EXERCISE GOAL:
Pictures don't belong in the copy. Set down the lines from the one containing "In this picture, where can the hanging flower" through the last line, exactly as they are.

Excerpts from point annotation data
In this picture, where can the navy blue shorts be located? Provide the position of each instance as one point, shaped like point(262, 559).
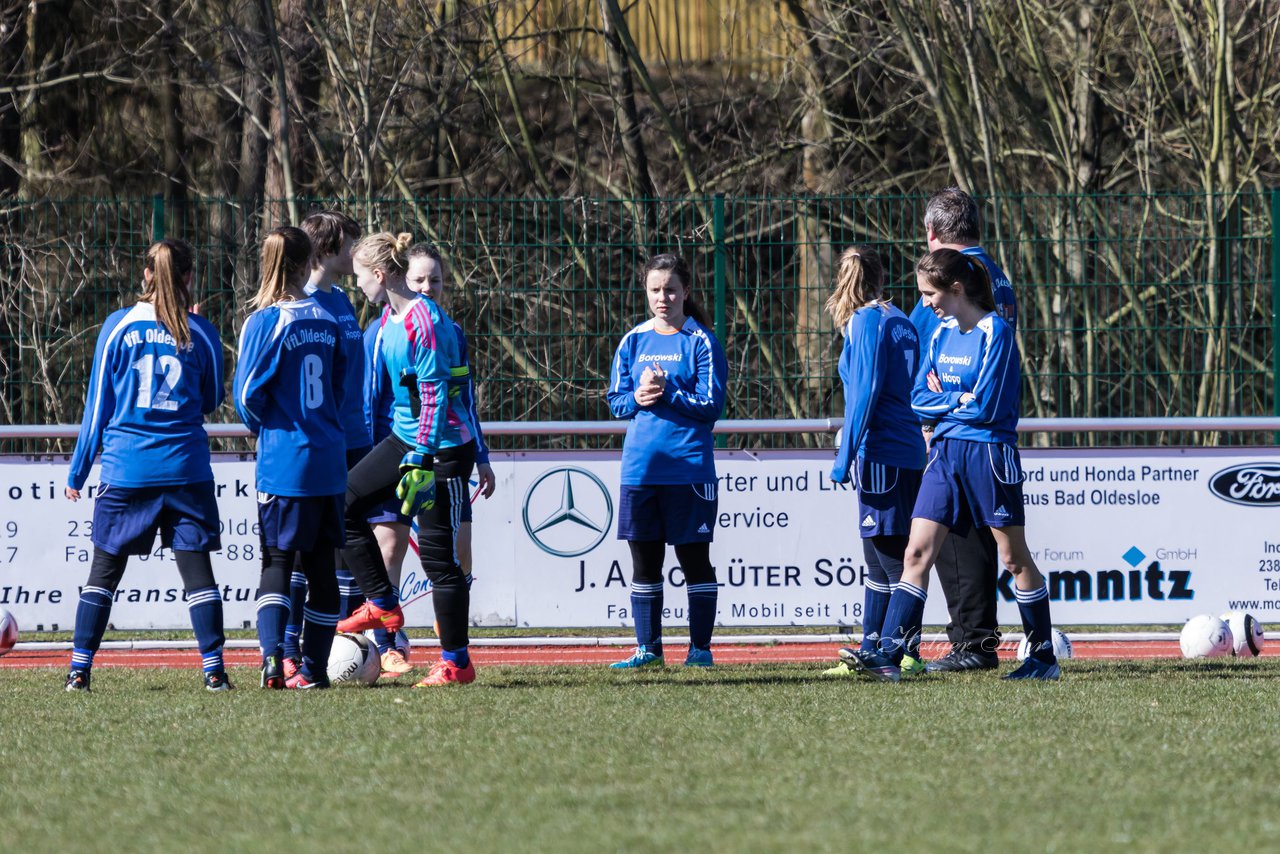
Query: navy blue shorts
point(126, 519)
point(886, 498)
point(673, 514)
point(972, 484)
point(301, 524)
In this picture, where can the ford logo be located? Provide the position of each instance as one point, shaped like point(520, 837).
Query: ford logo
point(1255, 484)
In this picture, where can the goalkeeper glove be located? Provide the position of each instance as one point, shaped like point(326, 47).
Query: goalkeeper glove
point(416, 488)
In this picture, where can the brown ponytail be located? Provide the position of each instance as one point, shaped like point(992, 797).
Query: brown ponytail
point(170, 263)
point(859, 279)
point(286, 261)
point(944, 268)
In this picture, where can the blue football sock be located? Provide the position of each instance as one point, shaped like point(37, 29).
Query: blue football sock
point(318, 630)
point(647, 611)
point(348, 593)
point(874, 607)
point(92, 613)
point(297, 602)
point(903, 620)
point(206, 620)
point(1033, 608)
point(460, 656)
point(702, 613)
point(273, 611)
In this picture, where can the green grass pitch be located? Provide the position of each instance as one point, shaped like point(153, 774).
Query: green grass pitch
point(1150, 756)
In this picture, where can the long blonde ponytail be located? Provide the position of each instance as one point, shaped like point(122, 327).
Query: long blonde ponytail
point(170, 261)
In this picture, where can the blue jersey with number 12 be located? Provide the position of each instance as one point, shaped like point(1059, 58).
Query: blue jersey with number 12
point(146, 402)
point(289, 391)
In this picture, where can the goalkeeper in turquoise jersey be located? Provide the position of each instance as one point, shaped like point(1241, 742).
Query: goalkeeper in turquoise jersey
point(882, 450)
point(158, 370)
point(668, 383)
point(416, 351)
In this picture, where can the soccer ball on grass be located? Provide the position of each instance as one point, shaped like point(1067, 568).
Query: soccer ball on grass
point(353, 660)
point(1206, 636)
point(8, 631)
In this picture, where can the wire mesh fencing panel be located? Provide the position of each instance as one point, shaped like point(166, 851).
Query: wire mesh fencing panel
point(1129, 305)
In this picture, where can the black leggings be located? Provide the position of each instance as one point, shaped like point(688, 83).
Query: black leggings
point(195, 569)
point(648, 556)
point(373, 482)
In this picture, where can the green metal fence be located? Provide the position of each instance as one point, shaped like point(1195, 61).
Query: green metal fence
point(1130, 305)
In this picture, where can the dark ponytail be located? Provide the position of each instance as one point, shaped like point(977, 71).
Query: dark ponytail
point(944, 268)
point(679, 269)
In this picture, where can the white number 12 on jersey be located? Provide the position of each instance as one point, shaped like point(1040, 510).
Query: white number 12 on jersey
point(172, 370)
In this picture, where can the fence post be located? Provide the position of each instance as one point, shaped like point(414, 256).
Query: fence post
point(156, 218)
point(1275, 305)
point(720, 272)
point(718, 237)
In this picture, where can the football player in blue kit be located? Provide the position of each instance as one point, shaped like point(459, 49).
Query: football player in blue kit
point(882, 450)
point(332, 236)
point(668, 382)
point(416, 350)
point(968, 566)
point(289, 393)
point(969, 386)
point(158, 370)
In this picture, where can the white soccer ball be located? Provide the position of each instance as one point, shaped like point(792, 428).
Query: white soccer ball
point(1061, 647)
point(353, 660)
point(8, 631)
point(1206, 636)
point(401, 642)
point(1247, 635)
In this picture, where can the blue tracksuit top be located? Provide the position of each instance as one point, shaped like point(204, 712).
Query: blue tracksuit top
point(877, 366)
point(289, 392)
point(146, 402)
point(671, 441)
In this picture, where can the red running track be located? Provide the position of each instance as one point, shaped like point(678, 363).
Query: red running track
point(585, 654)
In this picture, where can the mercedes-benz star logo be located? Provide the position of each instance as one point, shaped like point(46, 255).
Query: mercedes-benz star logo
point(567, 511)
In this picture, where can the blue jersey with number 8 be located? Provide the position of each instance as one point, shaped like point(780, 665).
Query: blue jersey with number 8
point(146, 402)
point(289, 391)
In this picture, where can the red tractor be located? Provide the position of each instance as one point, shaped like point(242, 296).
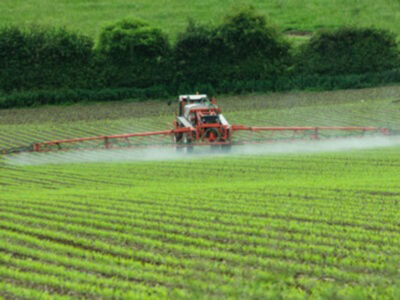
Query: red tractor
point(200, 120)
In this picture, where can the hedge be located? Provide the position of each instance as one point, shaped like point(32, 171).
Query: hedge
point(244, 53)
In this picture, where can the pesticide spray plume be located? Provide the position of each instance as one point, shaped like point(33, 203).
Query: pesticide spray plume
point(170, 153)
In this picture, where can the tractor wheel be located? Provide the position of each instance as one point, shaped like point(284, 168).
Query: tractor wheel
point(226, 148)
point(187, 140)
point(178, 138)
point(211, 135)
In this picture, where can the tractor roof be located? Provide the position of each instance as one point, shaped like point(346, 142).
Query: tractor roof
point(192, 97)
point(189, 107)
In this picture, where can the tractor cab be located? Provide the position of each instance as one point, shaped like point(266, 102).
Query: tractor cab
point(188, 102)
point(199, 119)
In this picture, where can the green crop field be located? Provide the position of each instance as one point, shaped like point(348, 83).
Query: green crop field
point(290, 226)
point(298, 17)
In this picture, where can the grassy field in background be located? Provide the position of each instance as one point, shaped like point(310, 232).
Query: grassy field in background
point(300, 226)
point(88, 16)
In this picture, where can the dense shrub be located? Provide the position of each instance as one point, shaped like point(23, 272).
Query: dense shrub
point(134, 54)
point(197, 58)
point(42, 57)
point(349, 51)
point(242, 48)
point(133, 60)
point(253, 49)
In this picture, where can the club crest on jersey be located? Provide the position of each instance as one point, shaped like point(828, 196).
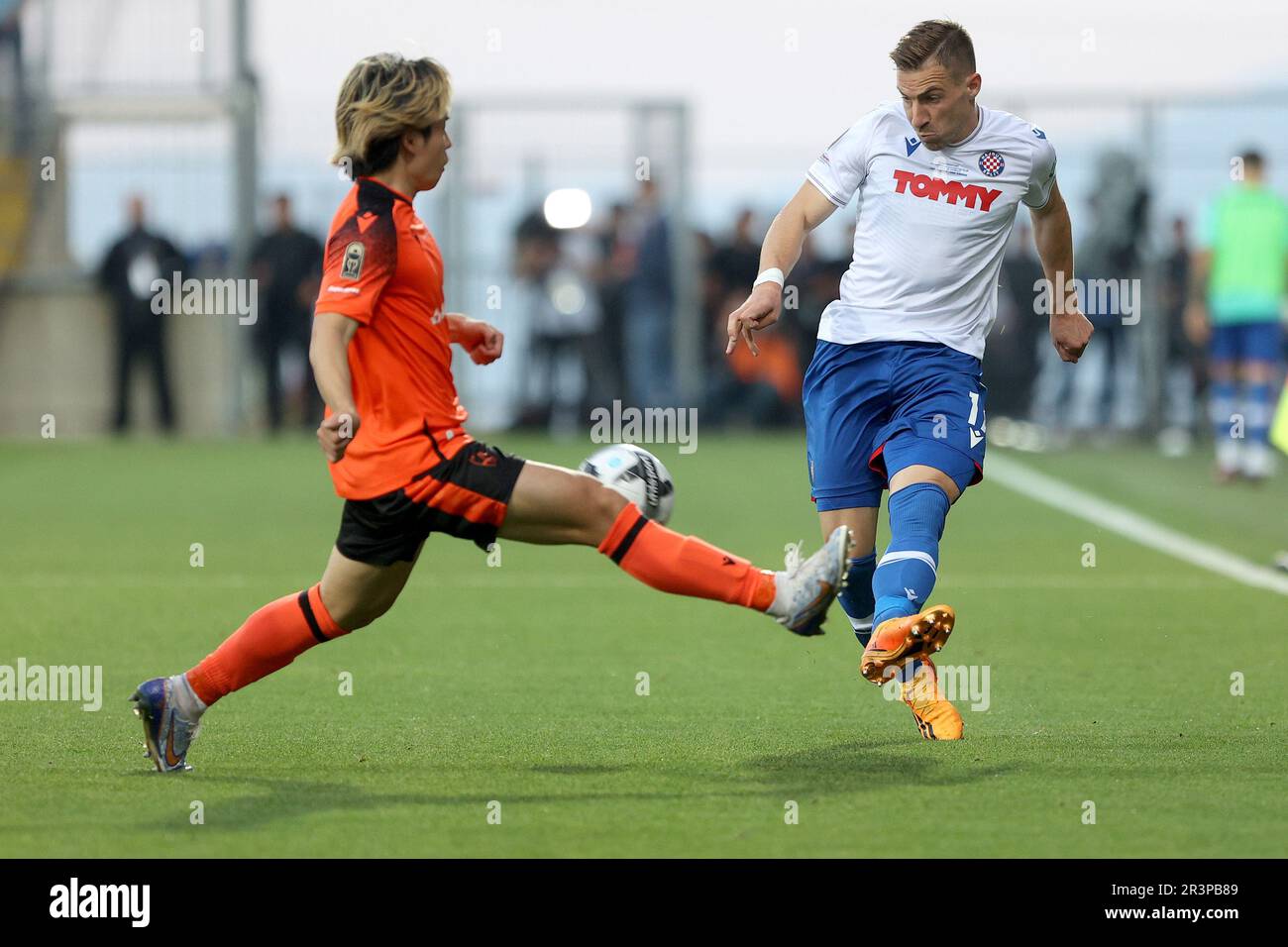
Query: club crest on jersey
point(353, 257)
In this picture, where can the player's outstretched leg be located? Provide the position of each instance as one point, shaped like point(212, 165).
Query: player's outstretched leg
point(553, 505)
point(351, 595)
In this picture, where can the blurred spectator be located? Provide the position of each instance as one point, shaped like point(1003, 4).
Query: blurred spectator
point(610, 273)
point(563, 316)
point(764, 389)
point(1014, 343)
point(1104, 389)
point(1236, 292)
point(287, 263)
point(737, 263)
point(649, 299)
point(1183, 360)
point(138, 258)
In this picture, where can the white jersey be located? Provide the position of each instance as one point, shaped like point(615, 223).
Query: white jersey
point(931, 224)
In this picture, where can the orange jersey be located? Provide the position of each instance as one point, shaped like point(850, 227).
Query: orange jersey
point(382, 268)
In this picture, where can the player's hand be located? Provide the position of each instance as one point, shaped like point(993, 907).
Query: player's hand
point(1198, 329)
point(760, 311)
point(482, 341)
point(336, 432)
point(1070, 331)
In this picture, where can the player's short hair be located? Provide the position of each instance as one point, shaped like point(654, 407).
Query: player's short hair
point(1253, 158)
point(382, 97)
point(935, 40)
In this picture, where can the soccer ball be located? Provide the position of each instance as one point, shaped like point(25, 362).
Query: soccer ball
point(638, 475)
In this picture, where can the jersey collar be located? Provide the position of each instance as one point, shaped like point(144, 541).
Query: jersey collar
point(979, 124)
point(380, 183)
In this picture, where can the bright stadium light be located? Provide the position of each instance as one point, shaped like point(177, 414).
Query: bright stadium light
point(567, 208)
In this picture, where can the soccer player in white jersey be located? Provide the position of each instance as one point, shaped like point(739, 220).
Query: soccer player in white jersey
point(893, 395)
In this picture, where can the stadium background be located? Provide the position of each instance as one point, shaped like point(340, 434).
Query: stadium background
point(210, 108)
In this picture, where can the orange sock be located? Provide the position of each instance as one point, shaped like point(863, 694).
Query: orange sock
point(684, 565)
point(270, 639)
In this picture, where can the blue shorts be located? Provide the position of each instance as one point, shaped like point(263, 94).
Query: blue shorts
point(876, 407)
point(1247, 342)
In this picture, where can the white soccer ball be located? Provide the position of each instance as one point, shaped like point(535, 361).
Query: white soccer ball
point(638, 475)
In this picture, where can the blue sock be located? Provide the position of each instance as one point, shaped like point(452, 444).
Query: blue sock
point(857, 598)
point(1258, 407)
point(1222, 408)
point(906, 574)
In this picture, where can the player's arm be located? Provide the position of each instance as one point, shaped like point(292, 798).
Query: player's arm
point(329, 355)
point(482, 341)
point(1052, 232)
point(781, 250)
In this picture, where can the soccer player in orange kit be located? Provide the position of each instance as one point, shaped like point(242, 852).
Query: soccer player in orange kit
point(394, 440)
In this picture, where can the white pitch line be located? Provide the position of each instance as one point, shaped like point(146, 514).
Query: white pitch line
point(1077, 502)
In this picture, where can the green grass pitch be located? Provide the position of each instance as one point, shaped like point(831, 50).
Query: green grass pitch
point(518, 684)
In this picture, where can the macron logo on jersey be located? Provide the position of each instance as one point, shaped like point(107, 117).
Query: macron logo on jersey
point(934, 188)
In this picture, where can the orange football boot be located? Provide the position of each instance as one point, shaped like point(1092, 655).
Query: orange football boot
point(896, 641)
point(936, 718)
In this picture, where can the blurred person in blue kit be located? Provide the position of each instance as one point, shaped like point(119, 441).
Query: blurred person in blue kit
point(287, 263)
point(1236, 296)
point(128, 270)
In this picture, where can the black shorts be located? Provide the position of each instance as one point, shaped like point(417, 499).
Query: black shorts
point(465, 496)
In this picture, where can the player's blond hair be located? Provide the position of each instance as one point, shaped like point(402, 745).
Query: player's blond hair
point(935, 40)
point(382, 97)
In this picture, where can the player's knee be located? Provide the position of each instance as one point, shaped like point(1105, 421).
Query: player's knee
point(359, 612)
point(600, 508)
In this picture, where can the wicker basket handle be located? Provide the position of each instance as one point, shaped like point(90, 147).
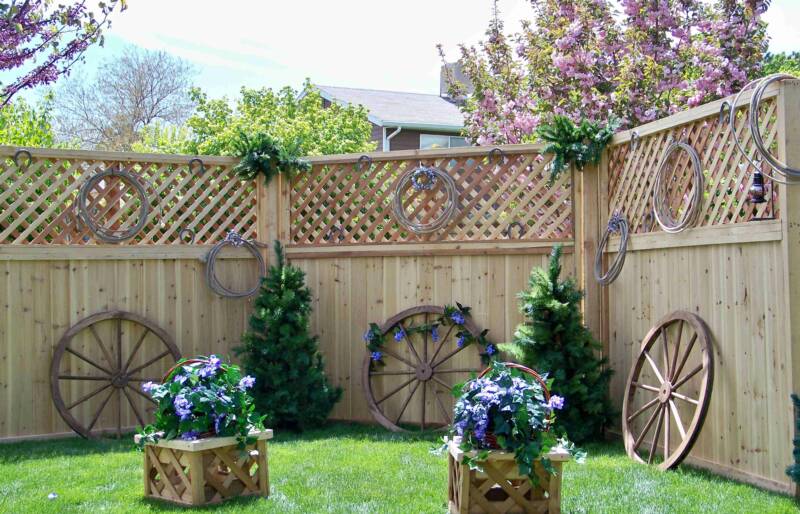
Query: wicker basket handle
point(524, 369)
point(180, 364)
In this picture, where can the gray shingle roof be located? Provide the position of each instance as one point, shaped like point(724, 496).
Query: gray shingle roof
point(395, 108)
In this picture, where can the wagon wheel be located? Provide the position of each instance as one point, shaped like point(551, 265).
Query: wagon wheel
point(416, 366)
point(662, 394)
point(99, 365)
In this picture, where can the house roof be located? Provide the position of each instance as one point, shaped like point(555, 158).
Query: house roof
point(399, 109)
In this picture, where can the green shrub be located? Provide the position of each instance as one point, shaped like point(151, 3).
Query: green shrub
point(291, 388)
point(554, 339)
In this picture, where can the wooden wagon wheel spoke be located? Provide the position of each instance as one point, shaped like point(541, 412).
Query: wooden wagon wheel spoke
point(669, 332)
point(116, 378)
point(88, 396)
point(105, 351)
point(86, 359)
point(395, 372)
point(135, 349)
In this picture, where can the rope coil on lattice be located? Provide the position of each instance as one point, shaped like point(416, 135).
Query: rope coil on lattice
point(103, 233)
point(449, 210)
point(660, 202)
point(618, 223)
point(781, 170)
point(237, 241)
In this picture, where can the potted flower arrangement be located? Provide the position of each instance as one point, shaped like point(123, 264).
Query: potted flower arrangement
point(502, 434)
point(207, 443)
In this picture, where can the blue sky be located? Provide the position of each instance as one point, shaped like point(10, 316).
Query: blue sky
point(355, 43)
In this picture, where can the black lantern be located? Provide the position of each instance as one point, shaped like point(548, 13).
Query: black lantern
point(757, 190)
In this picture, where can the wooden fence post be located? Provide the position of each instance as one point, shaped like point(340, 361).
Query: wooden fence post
point(789, 152)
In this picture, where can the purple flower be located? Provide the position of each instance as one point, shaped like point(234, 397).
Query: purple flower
point(210, 369)
point(148, 387)
point(556, 402)
point(183, 407)
point(190, 435)
point(247, 382)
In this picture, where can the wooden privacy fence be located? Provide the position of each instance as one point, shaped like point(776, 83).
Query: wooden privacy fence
point(357, 226)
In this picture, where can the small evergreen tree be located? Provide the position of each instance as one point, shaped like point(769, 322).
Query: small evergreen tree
point(553, 339)
point(291, 388)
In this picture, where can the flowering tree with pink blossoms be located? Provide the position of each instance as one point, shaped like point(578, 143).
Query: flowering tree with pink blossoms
point(40, 40)
point(583, 60)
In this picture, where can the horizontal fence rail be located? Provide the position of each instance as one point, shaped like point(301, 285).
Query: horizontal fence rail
point(499, 195)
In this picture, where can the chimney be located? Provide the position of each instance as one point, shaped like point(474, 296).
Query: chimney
point(452, 71)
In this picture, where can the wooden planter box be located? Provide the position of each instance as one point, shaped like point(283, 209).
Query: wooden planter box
point(206, 471)
point(499, 488)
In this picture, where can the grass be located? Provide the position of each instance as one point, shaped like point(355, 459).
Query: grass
point(353, 469)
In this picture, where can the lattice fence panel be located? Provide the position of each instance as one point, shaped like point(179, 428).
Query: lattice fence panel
point(727, 179)
point(39, 201)
point(341, 203)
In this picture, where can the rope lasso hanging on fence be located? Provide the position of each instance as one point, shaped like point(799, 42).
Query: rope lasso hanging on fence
point(412, 177)
point(780, 169)
point(617, 223)
point(660, 202)
point(237, 241)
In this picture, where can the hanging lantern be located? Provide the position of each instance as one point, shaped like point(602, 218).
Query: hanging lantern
point(757, 190)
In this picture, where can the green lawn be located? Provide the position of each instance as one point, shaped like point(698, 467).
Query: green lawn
point(352, 469)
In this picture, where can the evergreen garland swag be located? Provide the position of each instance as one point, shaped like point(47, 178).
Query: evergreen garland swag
point(291, 387)
point(553, 338)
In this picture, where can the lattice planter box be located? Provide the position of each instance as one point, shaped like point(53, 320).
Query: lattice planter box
point(206, 471)
point(499, 488)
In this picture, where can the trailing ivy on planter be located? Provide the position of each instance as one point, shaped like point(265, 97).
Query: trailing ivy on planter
point(569, 143)
point(262, 155)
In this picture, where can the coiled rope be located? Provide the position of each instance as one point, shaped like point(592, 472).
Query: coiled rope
point(660, 205)
point(617, 223)
point(443, 219)
point(237, 241)
point(780, 170)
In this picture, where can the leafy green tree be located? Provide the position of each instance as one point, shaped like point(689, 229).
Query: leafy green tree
point(291, 388)
point(290, 118)
point(22, 124)
point(553, 339)
point(783, 62)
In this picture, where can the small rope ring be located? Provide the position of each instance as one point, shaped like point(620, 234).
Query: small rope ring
point(496, 153)
point(199, 161)
point(364, 159)
point(103, 233)
point(450, 209)
point(16, 159)
point(509, 229)
point(660, 207)
point(186, 232)
point(235, 240)
point(336, 228)
point(616, 223)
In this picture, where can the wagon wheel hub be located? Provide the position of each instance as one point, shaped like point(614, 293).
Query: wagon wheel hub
point(424, 372)
point(665, 392)
point(119, 380)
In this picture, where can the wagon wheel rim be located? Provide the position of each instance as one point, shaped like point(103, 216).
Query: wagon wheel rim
point(424, 372)
point(666, 350)
point(113, 372)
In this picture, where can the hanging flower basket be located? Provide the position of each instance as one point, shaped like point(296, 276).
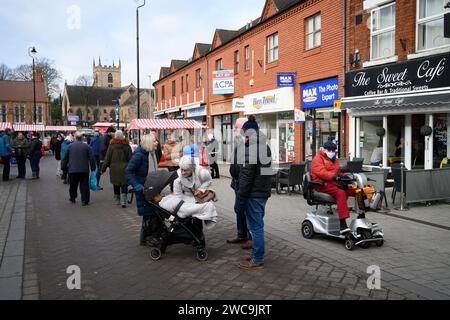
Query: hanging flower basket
point(426, 131)
point(381, 132)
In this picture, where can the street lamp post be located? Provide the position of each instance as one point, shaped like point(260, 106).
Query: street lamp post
point(32, 53)
point(138, 73)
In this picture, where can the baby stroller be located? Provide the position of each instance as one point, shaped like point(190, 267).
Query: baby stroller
point(170, 228)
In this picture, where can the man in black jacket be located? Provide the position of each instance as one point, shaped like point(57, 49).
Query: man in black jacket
point(104, 145)
point(243, 236)
point(77, 160)
point(255, 190)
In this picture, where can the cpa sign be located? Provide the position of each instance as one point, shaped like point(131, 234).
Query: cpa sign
point(223, 82)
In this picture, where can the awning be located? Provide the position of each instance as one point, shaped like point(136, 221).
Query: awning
point(61, 128)
point(4, 125)
point(163, 124)
point(395, 101)
point(29, 127)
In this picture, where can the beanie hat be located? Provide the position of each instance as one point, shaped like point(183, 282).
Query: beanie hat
point(251, 124)
point(329, 146)
point(111, 130)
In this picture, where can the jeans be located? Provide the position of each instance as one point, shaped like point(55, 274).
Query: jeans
point(241, 220)
point(34, 163)
point(255, 211)
point(81, 179)
point(21, 167)
point(6, 167)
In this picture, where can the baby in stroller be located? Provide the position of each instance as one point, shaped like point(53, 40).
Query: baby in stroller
point(180, 216)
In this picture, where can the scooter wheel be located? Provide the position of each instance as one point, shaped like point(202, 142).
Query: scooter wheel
point(308, 230)
point(155, 254)
point(202, 255)
point(349, 244)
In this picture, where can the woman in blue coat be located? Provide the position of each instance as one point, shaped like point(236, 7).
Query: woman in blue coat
point(141, 164)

SOLUTION FOR THIS TASK:
In this picture, where can the hanging flower basket be located? Provide the position of each instance as one point, shaped like point(296, 276).
Query: hanging flower basket
point(426, 131)
point(381, 132)
In this picture, where can the street lamp post be located? Provide the position of each instance as one point, shaped like point(260, 106).
Query: street lamp post
point(32, 53)
point(138, 73)
In this picture, where can the baby stroller be located? Provide the position of each instance as one point, shaped like point(190, 267).
Query: baby stroller
point(170, 228)
In this picture, where can the man in black jacket be located? Provide the position of each instance as one point, shaped like point(57, 49).
Query: man in black jacket
point(104, 145)
point(243, 236)
point(77, 160)
point(255, 190)
In this picture, where can the cpa sign be located? Provide the position of each instance as one point, shaped like point(131, 234).
Query: cpa sign
point(223, 82)
In this picture, where can the awning be located? Provide the position of each instance as one point, shaped like point(136, 221).
Query: awning
point(61, 128)
point(4, 125)
point(163, 124)
point(395, 101)
point(29, 127)
In this picture, where can the beanie hat be located? Provide the position of each instance as one point, shaped like point(183, 282).
Query: beanie hat
point(251, 124)
point(329, 146)
point(111, 130)
In this picture, where can the jeans be located? Provide the position of each instance as one point, shaped like point(55, 274).
Query: jeans
point(241, 220)
point(34, 163)
point(255, 211)
point(81, 179)
point(21, 167)
point(6, 167)
In this picture, where can the baby in stroller be located? Provide the position of each instance as one point, shaped like point(53, 40).
Query: baby in stroller
point(180, 216)
In this picture, where can the scooter wheel be located? Provide the position of each instance as one point, shaped like point(202, 142).
Query: scooter wheel
point(308, 230)
point(155, 254)
point(202, 255)
point(349, 244)
In this picture, where can the woman in blue coat be located? Provide the position of each instance as one point, shaped like point(236, 7).
Query: woman in blue coat
point(141, 164)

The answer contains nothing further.